> Exercise instructions
In the copy, include no images. Reproduce the entries exactly.

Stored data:
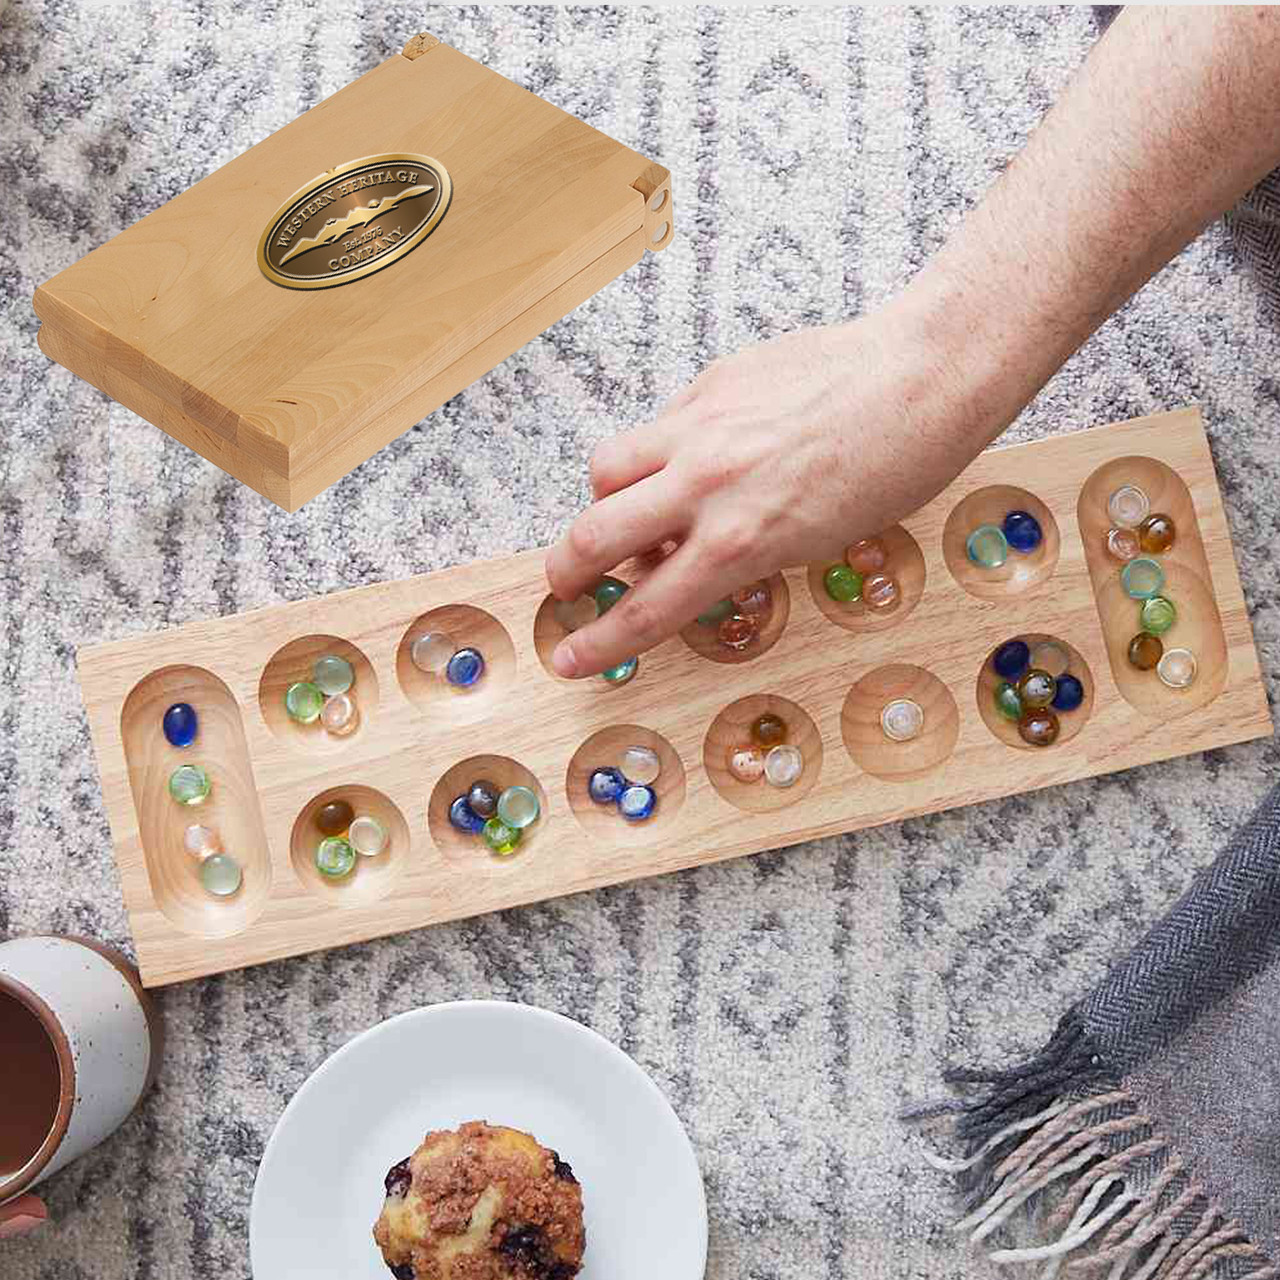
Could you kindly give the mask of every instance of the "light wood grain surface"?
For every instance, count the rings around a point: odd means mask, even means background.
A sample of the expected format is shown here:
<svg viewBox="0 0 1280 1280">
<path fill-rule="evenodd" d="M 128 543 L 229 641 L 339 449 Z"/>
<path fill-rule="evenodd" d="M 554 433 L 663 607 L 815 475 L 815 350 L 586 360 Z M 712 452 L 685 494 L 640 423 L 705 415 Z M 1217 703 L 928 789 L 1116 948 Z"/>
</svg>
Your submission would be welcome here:
<svg viewBox="0 0 1280 1280">
<path fill-rule="evenodd" d="M 1179 540 L 1162 560 L 1171 592 L 1184 591 L 1178 625 L 1209 659 L 1187 693 L 1165 688 L 1154 674 L 1137 686 L 1113 665 L 1114 636 L 1124 632 L 1127 641 L 1136 629 L 1136 605 L 1112 600 L 1109 567 L 1095 589 L 1083 539 L 1097 535 L 1102 517 L 1094 504 L 1105 504 L 1117 459 L 1139 460 L 1126 468 L 1142 469 L 1153 486 L 1170 474 L 1185 485 Z M 1052 530 L 1038 554 L 1052 564 L 1042 572 L 1033 557 L 1015 566 L 1006 575 L 1014 585 L 992 598 L 970 579 L 945 531 L 957 507 L 969 510 L 974 495 L 1003 485 L 1043 504 Z M 1171 483 L 1159 492 L 1170 503 L 1179 496 Z M 144 980 L 158 985 L 356 942 L 1272 732 L 1198 411 L 988 452 L 904 521 L 903 534 L 919 548 L 924 576 L 896 623 L 837 625 L 814 599 L 810 566 L 800 566 L 784 575 L 785 626 L 767 652 L 720 663 L 677 637 L 645 655 L 621 688 L 566 682 L 546 670 L 535 645 L 546 600 L 541 551 L 82 650 L 80 678 Z M 459 643 L 480 639 L 493 655 L 489 683 L 474 695 L 402 680 L 402 645 L 436 610 L 449 611 L 436 616 L 451 619 Z M 544 646 L 554 639 L 546 614 Z M 1030 634 L 1071 646 L 1092 691 L 1091 705 L 1074 713 L 1080 723 L 1070 739 L 1044 750 L 997 736 L 978 701 L 993 647 Z M 315 637 L 340 638 L 368 664 L 355 689 L 360 729 L 336 745 L 318 743 L 319 731 L 282 719 L 274 705 L 293 664 L 303 678 L 309 655 L 328 643 Z M 1177 630 L 1169 637 L 1181 639 Z M 190 700 L 206 716 L 216 708 L 221 726 L 185 751 L 168 746 L 159 721 L 171 677 L 156 673 L 175 667 Z M 926 708 L 926 736 L 877 742 L 867 732 L 868 699 L 911 689 Z M 779 705 L 775 699 L 803 713 L 806 776 L 769 794 L 768 805 L 754 797 L 741 803 L 719 765 L 725 722 Z M 743 700 L 755 701 L 744 707 Z M 240 735 L 226 723 L 229 708 L 238 708 Z M 611 749 L 617 738 L 608 731 L 627 725 L 680 761 L 678 785 L 664 791 L 661 818 L 647 832 L 584 819 L 569 793 L 570 780 L 576 789 L 582 777 L 583 744 L 604 735 L 601 749 Z M 808 737 L 810 725 L 816 739 Z M 189 819 L 151 794 L 188 760 L 206 763 L 214 776 L 208 812 L 225 815 L 217 806 L 234 804 L 240 815 L 235 838 L 244 842 L 246 884 L 232 902 L 200 896 L 194 863 L 175 841 Z M 442 821 L 442 805 L 473 770 L 500 772 L 500 783 L 532 778 L 545 798 L 532 838 L 512 859 L 490 857 Z M 376 876 L 362 879 L 365 868 L 358 868 L 345 885 L 321 885 L 305 860 L 299 870 L 296 826 L 317 797 L 347 788 L 368 788 L 385 801 L 398 840 Z M 201 810 L 191 812 L 198 818 Z"/>
</svg>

> The completed task
Could you kindly give the mask of every instance of the "light wood grain surface"?
For every instance, count the rings around a point: odd means mask, even means background.
A sample of the expected format is shown here:
<svg viewBox="0 0 1280 1280">
<path fill-rule="evenodd" d="M 128 543 L 229 641 L 339 449 Z"/>
<path fill-rule="evenodd" d="M 554 433 L 663 607 L 815 475 L 815 350 L 586 360 Z M 712 452 L 685 494 L 640 423 L 705 415 Z M 1217 703 L 928 789 L 1116 948 Z"/>
</svg>
Your submission would be welcome here:
<svg viewBox="0 0 1280 1280">
<path fill-rule="evenodd" d="M 1179 540 L 1162 560 L 1171 592 L 1184 591 L 1178 625 L 1209 659 L 1187 693 L 1165 688 L 1154 674 L 1137 686 L 1113 665 L 1114 636 L 1124 632 L 1127 641 L 1136 629 L 1136 605 L 1112 600 L 1109 567 L 1095 589 L 1083 539 L 1097 535 L 1102 517 L 1094 504 L 1105 504 L 1117 459 L 1139 460 L 1126 468 L 1142 469 L 1153 486 L 1170 474 L 1185 485 Z M 1052 530 L 1038 554 L 1052 564 L 1042 572 L 1033 557 L 1015 566 L 1006 575 L 1014 585 L 992 598 L 970 579 L 945 531 L 957 507 L 969 510 L 974 495 L 1003 485 L 1043 504 Z M 1171 483 L 1159 492 L 1170 503 L 1179 496 Z M 144 980 L 158 985 L 356 942 L 1272 732 L 1198 411 L 988 452 L 904 521 L 903 534 L 919 548 L 924 576 L 896 623 L 837 625 L 814 599 L 810 566 L 800 566 L 784 575 L 785 626 L 767 652 L 720 663 L 677 637 L 645 655 L 621 688 L 566 682 L 546 670 L 535 645 L 546 600 L 541 551 L 82 650 L 80 678 Z M 459 643 L 480 639 L 493 655 L 489 683 L 474 695 L 402 680 L 402 645 L 436 610 L 449 611 L 436 616 L 451 619 Z M 544 646 L 554 639 L 546 614 Z M 1030 634 L 1071 646 L 1092 691 L 1091 705 L 1074 713 L 1080 723 L 1070 739 L 1044 750 L 997 736 L 978 701 L 993 647 Z M 315 637 L 340 638 L 368 664 L 355 689 L 360 729 L 336 745 L 318 743 L 319 731 L 282 719 L 274 705 L 293 664 L 303 678 L 309 655 L 328 643 Z M 1177 630 L 1169 637 L 1181 639 Z M 190 700 L 206 716 L 216 708 L 221 726 L 185 751 L 168 746 L 159 721 L 171 677 L 156 673 L 175 667 Z M 926 708 L 926 736 L 877 742 L 867 732 L 868 699 L 911 689 Z M 779 705 L 775 699 L 803 713 L 806 776 L 769 794 L 768 805 L 754 797 L 741 803 L 719 765 L 725 722 Z M 743 700 L 755 701 L 744 707 Z M 240 735 L 226 723 L 229 708 L 238 708 Z M 611 749 L 617 738 L 608 731 L 627 725 L 680 761 L 678 785 L 664 791 L 661 818 L 647 832 L 584 819 L 569 793 L 570 780 L 576 789 L 582 777 L 583 744 L 604 735 L 601 749 Z M 808 737 L 810 725 L 816 739 Z M 189 819 L 151 794 L 188 760 L 206 763 L 214 776 L 208 812 L 225 815 L 217 806 L 234 804 L 240 815 L 235 838 L 244 842 L 246 884 L 232 902 L 200 896 L 194 863 L 175 841 Z M 442 821 L 442 805 L 473 770 L 500 772 L 500 783 L 532 778 L 545 798 L 532 838 L 512 859 L 490 857 Z M 376 876 L 362 879 L 365 868 L 358 868 L 345 885 L 321 885 L 305 860 L 299 870 L 296 826 L 317 797 L 347 788 L 368 788 L 385 801 L 398 840 Z M 201 810 L 191 812 L 198 818 Z"/>
</svg>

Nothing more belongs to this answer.